# Zitierter Text:
Am Abend schlugen mindestens sieben Granaten in der sogenannten Grüne Zone ein, wie aus Sicherheitskreisen verlautete. Im Anschluss waren Schüsse von Schnellfeuerwaffen im Regierungsviertel zu hören. Nach Angaben eines Sicherheitsvertreters feuerte ein Sadr unterstehende Miliz von aussen in die Grüne Zone.

Die UN-Mission im Irak (Unami) sprach von einer «extrem gefährlichen Eskalation» und forderte die Demonstranten auf, das Regierungsviertel sofort zu verlassen. «Das Überleben des Staates steht auf dem Spiel», erklärte die UN-Mission.

UN-Generalsekretär António Guterres rief zur «Zurückhaltung» auf und forderte «alle relevanten Akteure» auf, «sofortige Schritte für eine Deeskalation der Situation» zu unternehmen. Die US-Regierung sprach von «beunruhigenden» Berichten aus Bagdad und mahnte alle Seiten zur Ruhe und zum Dialog.

Die Proteste weiteten sich am Abend auf weitere Landesteile aus. Laut Berichten von AFP-Reportern und Augenzeugen stürmten Sadr-Anhänger Regierungsgebäude in den südlichen Städten Nassirija und Hilla, in Hilla gab es Strassenblockaden.

Der Irak steckt seit Monaten in einer politischen Krise. Seit der Parlamentswahl im Oktober konnte noch keine neue Regierung gebildet werden - unter anderem, weil sich Sadrs Block mit der rivalisierenden Schiiten-Gruppe darüber streitet, wer den nächsten Ministerpräsidenten stellt.

# Datenblock:
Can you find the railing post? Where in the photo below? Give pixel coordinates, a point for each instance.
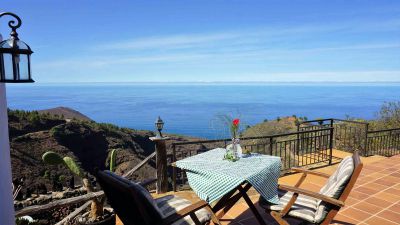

# Übungsaufgaben:
a – Fassen Sie den Text über die Unruhen im Irak in zwei Sätzen zusammen.
b – Führen Sie den Text über die Unruhen im Irak nach seinem letzten Satz weiter.
Das Material spielt hierbei keine Rolle.

# Lösungen:
a – Am Abend schlugen mindestens sieben Granaten in der Grünen Zone ein, abgefeuert nach Angaben eines Sicherheitsvertreters von einer Sadr unterstehenden Miliz, und die Proteste weiteten sich auf Städte wie Nassirija und Hilla aus. Die UN-Mission, UN-Generalsekretär Guterres und die US-Regierung riefen zu Ruhe und Deeskalation auf, während im Irak seit der Parlamentswahl im Oktober noch keine neue Regierung gebildet werden konnte.

b –
Am Montag kündigte Sadr dann seinen politischen Rückzug an. «Ich habe beschlossen, mich nicht in politische Angelegenheiten einzumischen, deshalb kündige ich jetzt meinen endgültigen Rückzug an», erklärte Sadr im Onlinedienst Twitter. Mit wenigen Ausnahmen werde er alle mit seinem und dem Namen seiner Familie verbundenen Institutionen schliessen.

Wütende Sadr-Sympathisanten stürmten in der Folge den Palast der Republik in der Grünen Zone, in dem üblicherweise das Kabinett tagt. Sie schwenkten irakische Flaggen, machten Selfies, liessen sich in den Armsesseln eines Sitzungsraums nieder oder kühlten sich bei einem Bad im Pool im Garten des Gebäudes ab.

Iraks Ministerpräsident Mustafa al-Kadhemi setzte die Kabinettssitzungen «bis auf Weiteres» aus und berief eine dringende Sicherheitssitzung im Hauptquartier des Militärkommandos ein. Sicherheits- und Streitkräften und bewaffneten Männern sei es untersagt, auf Demonstranten zu schiessen, sagte er.

Seit fast einem Monat halten Sadrs Anhänger die Umgebung des irakischen Parlaments in Bagdad besetzt. In der vergangenen Woche blockierten sie kurzzeitig den Zugang zum höchsten Gericht des Landes. Auf Plakaten forderten sie die Auflösung des Parlaments, Neuwahlen sowie den Kampf gegen Korruption.

Seit der US-geführten Invasion im Jahr 2003 wird der Irak nach einem konfessionellen Proporzsystem regiert, nach dem das Amt des Ministerpräsidenten den Schiiten vorbehalten ist. Die Sadr-Bewegung war bei der Parlamentswahl im Oktober zwar stärkste Kraft geworden, konnte aber keine Mehrheit bilden. Im Juni dann waren Sadrs Abgeordnete geschlossen zurückgetreten.